Problem description :: Each entry that follows needs to be written out exactly, with nothing left out.

Referring expression pointing data

******

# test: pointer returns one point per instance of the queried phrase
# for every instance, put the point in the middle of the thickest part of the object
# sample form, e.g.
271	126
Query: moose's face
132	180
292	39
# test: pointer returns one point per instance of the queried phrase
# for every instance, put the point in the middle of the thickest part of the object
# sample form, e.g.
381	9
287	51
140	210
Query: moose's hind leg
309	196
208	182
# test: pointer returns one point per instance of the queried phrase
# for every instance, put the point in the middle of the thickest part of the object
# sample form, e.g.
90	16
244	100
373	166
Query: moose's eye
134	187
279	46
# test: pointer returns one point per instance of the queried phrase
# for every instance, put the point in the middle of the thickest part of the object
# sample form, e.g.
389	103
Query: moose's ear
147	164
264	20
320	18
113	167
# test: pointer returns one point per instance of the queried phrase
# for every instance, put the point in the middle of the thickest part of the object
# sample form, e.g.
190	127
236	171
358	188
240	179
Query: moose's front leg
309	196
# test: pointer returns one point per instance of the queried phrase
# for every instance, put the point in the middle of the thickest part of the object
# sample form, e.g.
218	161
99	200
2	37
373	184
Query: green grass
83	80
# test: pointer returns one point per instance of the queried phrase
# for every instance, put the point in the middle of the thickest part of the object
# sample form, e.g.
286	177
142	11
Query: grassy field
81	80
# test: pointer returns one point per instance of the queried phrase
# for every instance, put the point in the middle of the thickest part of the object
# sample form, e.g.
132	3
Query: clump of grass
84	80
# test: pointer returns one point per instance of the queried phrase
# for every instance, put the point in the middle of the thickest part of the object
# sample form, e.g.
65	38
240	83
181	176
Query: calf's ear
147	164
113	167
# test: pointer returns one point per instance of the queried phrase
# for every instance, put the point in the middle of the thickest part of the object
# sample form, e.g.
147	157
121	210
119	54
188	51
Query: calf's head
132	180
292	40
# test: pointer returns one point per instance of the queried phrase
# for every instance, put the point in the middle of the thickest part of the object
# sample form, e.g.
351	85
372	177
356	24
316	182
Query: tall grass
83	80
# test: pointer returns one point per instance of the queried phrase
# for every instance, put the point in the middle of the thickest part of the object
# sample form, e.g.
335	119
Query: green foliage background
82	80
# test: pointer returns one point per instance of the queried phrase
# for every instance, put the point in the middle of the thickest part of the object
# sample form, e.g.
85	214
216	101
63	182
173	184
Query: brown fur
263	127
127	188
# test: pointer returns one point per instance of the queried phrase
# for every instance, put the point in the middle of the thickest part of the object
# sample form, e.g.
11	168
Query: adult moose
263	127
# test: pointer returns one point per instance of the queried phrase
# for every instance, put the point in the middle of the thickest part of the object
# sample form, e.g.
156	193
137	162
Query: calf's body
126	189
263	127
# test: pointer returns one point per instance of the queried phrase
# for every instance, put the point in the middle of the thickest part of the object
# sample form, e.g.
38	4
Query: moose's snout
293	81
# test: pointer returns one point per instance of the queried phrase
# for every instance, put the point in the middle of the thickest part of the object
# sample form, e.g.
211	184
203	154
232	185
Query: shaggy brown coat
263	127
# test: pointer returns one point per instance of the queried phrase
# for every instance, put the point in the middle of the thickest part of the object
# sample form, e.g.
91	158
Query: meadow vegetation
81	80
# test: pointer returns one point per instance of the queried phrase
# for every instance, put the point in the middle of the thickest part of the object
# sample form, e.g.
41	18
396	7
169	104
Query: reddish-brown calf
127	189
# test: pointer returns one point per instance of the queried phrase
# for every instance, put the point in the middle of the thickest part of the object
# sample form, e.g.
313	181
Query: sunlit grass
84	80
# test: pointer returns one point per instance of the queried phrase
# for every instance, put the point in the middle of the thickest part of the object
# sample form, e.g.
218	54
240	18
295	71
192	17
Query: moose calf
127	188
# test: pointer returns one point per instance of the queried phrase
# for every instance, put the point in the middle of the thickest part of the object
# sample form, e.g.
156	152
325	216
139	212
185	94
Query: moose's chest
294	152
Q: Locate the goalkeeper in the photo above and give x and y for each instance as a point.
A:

******

Task result ::
# test: pointer returns one point per instance of the queried phrase
# for every instance, put the point in the middle of the thickest part of the object
# sample form, e.g.
271	126
Query: moose's face
132	180
292	39
# test: pointer returns one point per instance of the queried phrase
# for every instance, put the point in the middle of the thickest part of the object
# sample form, e.g.
381	9
287	51
140	210
Query: moose's hind leg
309	196
208	182
# test: pointer returns one point per instance of the queried phrase
# for every instance, put the point in the middle of the thickest part of the object
# sample form, e.g.
90	16
244	100
373	166
Query: moose's eye
134	187
279	46
# test: pointer returns one point per instance of the queried phrase
# for every instance, put the point in the middle of the thickest part of the object
# sample form, e.g.
389	103
Query: moose's ear
147	164
264	20
320	18
113	167
# test: pointer returns one point per instance of the queried phrase
# for every instance, put the point in the middle of the thickest part of the object
# sample form, e.g.
190	127
236	171
358	188
240	179
Query: moose's front leg
309	196
# test: pointer returns one point per instance of the queried phrase
# for every instance, put the point in the middle of the thickest part of the object
# sample form, e.g.
218	161
99	200
2	37
373	184
Query: green grass
83	80
# test: pointer returns one point per instance of the queried phrase
# for every instance, put the point in the middle of the thickest part of the object
# sample form, e.g.
286	177
142	11
Query: grassy field
81	80
# test: pointer returns one point per instance of the queried phrase
# for every instance, put the point in the middle of the thickest part of the object
# sample form, e.g.
132	3
Query: clump of grass
84	80
# test: pointer returns one point per instance of the queried phrase
# for every instance, put the point in the middle of the thickest part of the object
# sample form, e.g.
65	38
240	83
181	176
Query: calf's ear
147	164
113	167
# test: pointer returns one point per instance of the queried phrase
# for every instance, put the point in the middle of the thickest part of the object
# sample form, e.g.
147	157
121	210
119	54
188	51
Query: calf's head
132	180
292	40
# test: pointer returns one point per instance of the queried phrase
# for every instance, put the point in the middle of the thickest part of the object
# sample form, e.g.
351	85
372	177
356	24
316	182
Query: tall grass
83	80
# test: pointer returns one point per instance of the queried phrase
# for every instance, put the point in the middle of the thickest part of the object
# sample form, e.g.
335	119
Query: green foliage background
82	80
# test: pointer returns one point per instance of the queried phrase
# for every instance, put the point in the middle of the thickest part of the object
# sample form, e.g.
85	214
216	101
63	182
173	184
Query: brown fur
263	127
127	188
# test: pointer returns one point per instance of the queried phrase
# for every instance, put the point in the middle of the thickest part of the object
# sample form, e.g.
11	168
Query: adult moose
263	127
# test: pointer returns one point per instance of the queried phrase
# for every instance, put the point in the middle of the thickest part of the object
# sample form, e.g.
156	193
137	162
Query: calf's body
126	189
263	127
# test: pointer returns one point per instance of the queried phrase
# for every instance, put the point in the middle of the thickest part of the object
# sample form, e.g.
38	4
Query: moose's snout
293	81
# test: pointer returns one point per instance of the queried phrase
# for every instance, put the point in the middle of the thickest part of the object
# sample form, e.g.
211	184
203	154
232	185
Query: shaggy brown coat
263	127
# test: pointer returns one point per instance of the queried phrase
# for every instance, put the point in the middle of the thickest part of the object
# sample form, e.g.
91	158
Query: meadow vegetation
81	80
# test: pointer returns one point per instance of the queried phrase
# for every instance, put the point in the middle of the thickest part of the object
# sample form, e.g.
41	18
396	7
169	104
Query: reddish-brown calf
127	189
# test: pointer returns one point per instance of the queried phrase
# for every instance, put the point in the middle of the thickest part of the object
# sample form, e.g.
313	181
Query: sunlit grass
84	80
# test: pointer returns one point per instance of the queried phrase
# for every instance, put the point in the middle of the thickest part of the object
# sample form, e.g.
218	54
240	18
295	71
192	17
Query: moose calf
127	188
# test: pointer returns one point per instance of the queried phrase
# for every instance, put the point in the middle of the thickest part of the object
# sample form, e.g.
156	152
325	216
139	212
185	94
Query: moose's chest
294	152
Q: Locate the goalkeeper in the photo above and give x and y for each instance as a point.
A:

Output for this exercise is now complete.